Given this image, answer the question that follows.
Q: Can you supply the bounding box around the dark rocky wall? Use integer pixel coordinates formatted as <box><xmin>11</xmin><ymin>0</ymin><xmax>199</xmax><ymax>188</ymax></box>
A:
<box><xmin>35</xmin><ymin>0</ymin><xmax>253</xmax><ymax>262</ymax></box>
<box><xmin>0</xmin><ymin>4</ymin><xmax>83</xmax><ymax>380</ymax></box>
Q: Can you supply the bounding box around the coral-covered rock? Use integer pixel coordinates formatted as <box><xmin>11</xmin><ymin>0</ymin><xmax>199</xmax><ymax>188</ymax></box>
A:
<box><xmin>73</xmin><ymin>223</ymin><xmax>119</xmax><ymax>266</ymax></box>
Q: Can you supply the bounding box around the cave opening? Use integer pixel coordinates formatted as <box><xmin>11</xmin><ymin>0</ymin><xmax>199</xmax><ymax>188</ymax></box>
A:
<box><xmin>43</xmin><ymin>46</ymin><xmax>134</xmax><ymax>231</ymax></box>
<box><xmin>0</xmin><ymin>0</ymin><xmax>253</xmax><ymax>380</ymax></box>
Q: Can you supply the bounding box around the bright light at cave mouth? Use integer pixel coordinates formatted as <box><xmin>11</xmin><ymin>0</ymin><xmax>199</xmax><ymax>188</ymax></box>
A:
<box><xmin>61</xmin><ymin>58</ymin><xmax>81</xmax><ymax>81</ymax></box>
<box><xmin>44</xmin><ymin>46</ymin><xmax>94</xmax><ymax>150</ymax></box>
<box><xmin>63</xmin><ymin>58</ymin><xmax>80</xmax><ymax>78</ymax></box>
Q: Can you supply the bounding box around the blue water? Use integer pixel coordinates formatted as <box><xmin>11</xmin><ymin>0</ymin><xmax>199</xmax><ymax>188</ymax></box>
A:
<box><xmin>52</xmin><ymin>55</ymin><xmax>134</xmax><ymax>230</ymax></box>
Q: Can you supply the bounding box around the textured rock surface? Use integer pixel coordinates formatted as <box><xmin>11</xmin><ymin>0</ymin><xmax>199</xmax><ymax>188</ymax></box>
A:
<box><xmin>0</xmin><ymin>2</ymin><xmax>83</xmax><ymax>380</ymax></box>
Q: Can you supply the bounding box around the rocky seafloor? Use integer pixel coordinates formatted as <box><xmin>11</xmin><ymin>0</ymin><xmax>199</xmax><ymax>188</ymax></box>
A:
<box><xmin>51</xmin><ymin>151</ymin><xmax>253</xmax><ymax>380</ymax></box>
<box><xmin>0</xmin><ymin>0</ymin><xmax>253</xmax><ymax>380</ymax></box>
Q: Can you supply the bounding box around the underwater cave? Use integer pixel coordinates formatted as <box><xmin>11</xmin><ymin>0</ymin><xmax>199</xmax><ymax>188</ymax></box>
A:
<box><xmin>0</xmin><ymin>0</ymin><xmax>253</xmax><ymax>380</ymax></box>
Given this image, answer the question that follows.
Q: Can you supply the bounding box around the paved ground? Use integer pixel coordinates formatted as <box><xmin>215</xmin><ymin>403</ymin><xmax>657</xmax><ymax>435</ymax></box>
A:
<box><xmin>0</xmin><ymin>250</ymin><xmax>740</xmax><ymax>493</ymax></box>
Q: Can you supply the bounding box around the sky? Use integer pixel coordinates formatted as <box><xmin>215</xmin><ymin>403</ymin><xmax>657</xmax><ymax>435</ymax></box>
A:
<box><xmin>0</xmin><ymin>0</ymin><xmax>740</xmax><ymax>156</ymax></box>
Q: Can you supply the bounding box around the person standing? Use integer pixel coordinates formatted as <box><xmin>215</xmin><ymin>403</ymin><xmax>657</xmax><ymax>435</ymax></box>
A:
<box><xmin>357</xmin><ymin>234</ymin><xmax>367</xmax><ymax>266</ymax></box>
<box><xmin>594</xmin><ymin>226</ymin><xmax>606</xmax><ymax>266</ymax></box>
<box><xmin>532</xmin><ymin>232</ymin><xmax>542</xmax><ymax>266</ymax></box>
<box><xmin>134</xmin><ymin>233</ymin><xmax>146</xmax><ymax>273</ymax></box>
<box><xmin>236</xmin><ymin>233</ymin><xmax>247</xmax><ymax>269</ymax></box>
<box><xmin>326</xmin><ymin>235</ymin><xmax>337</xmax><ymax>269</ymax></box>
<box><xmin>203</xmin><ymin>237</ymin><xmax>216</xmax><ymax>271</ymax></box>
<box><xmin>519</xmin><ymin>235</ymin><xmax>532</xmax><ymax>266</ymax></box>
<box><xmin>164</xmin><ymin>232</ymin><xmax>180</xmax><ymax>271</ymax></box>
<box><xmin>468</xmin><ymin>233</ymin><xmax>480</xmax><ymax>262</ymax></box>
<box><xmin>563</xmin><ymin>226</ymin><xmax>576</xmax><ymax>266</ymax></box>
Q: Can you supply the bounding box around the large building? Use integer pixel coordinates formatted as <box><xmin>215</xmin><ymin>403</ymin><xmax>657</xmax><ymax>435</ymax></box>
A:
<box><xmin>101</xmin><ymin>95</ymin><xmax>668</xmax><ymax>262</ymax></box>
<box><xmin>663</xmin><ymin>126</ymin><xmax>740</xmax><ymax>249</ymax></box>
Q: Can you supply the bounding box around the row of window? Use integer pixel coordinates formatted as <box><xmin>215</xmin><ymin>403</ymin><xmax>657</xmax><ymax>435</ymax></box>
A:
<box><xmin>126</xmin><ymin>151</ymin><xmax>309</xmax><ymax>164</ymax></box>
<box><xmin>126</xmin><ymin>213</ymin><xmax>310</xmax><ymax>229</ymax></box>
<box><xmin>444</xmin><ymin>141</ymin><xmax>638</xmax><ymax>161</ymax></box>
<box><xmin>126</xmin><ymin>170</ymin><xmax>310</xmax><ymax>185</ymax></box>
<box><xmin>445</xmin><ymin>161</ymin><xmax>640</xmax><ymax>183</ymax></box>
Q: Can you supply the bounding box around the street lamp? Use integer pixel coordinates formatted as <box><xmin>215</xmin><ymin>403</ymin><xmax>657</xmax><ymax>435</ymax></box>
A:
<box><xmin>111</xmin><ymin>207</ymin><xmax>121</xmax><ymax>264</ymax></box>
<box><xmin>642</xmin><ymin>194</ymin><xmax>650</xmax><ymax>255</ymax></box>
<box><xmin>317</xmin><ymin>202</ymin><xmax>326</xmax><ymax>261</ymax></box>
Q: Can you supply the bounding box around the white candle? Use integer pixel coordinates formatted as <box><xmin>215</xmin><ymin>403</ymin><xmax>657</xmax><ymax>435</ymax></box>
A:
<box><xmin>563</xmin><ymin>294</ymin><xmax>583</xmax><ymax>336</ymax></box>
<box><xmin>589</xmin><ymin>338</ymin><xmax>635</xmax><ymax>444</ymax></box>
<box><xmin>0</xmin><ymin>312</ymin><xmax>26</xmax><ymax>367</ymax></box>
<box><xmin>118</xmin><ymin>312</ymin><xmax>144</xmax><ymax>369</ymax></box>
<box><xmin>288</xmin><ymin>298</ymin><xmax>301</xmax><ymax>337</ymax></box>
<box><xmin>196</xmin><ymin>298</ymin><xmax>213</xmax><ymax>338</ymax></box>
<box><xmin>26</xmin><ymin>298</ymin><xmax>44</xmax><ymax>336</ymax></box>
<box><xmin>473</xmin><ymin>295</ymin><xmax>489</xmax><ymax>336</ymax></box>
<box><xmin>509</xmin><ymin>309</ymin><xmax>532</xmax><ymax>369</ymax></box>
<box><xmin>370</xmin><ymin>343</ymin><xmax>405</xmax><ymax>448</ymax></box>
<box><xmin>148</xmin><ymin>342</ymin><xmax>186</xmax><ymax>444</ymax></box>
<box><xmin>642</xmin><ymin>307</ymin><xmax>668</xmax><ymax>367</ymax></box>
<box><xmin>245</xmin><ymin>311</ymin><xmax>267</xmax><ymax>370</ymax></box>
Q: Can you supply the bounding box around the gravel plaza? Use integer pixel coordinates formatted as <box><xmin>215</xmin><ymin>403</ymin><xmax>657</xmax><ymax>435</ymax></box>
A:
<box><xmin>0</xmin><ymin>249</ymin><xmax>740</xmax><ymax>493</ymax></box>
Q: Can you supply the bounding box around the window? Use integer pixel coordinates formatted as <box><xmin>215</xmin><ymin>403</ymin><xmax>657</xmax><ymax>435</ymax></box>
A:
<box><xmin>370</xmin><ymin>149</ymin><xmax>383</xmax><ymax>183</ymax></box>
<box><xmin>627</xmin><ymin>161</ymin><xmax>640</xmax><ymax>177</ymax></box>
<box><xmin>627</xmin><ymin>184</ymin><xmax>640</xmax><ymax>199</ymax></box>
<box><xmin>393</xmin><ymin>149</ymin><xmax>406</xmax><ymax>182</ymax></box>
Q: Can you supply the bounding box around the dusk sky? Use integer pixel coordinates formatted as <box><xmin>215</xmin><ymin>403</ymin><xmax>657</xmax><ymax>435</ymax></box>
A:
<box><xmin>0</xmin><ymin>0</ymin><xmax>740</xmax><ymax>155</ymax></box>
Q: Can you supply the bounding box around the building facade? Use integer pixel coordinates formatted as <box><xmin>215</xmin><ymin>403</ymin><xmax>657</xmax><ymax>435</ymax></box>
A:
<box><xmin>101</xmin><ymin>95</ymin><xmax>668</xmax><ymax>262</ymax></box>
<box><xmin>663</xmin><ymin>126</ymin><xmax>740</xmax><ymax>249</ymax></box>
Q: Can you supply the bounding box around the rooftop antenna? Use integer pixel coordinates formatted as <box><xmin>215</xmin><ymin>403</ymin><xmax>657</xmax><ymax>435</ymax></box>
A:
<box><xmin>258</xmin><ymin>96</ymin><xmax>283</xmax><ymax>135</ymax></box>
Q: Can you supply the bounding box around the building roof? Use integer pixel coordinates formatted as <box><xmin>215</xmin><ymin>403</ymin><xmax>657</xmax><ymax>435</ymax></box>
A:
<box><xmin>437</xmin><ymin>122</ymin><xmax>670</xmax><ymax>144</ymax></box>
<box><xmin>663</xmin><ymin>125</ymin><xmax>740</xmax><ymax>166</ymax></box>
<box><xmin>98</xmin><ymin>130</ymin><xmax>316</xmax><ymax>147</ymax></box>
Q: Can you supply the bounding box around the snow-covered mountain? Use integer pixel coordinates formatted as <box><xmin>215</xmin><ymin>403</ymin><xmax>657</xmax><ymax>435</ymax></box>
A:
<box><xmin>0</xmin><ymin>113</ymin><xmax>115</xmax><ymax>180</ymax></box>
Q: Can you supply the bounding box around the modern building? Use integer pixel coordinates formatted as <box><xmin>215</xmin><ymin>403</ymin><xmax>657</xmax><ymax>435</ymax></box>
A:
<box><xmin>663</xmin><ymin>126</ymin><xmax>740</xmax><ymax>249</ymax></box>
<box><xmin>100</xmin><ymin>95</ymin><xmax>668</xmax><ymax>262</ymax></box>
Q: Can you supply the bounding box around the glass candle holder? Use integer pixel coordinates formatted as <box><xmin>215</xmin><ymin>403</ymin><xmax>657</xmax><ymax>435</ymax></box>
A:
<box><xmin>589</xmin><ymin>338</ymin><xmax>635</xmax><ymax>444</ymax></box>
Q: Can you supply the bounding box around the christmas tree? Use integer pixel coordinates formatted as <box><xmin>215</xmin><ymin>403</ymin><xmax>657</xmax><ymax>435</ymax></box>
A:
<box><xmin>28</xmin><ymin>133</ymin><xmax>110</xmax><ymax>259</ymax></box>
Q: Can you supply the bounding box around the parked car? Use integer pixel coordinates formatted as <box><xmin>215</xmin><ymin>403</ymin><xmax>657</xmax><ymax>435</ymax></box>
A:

====

What you are asked to do: Quote everything from the line containing "Q: Can you supply the bounding box around the parked" down to the end of the entries, reproducing each line verbatim.

Exercise answer:
Q: Can you supply the bounding box around the parked car? Use integer pixel coordinates formatted as <box><xmin>215</xmin><ymin>403</ymin><xmax>657</xmax><ymax>435</ymax></box>
A:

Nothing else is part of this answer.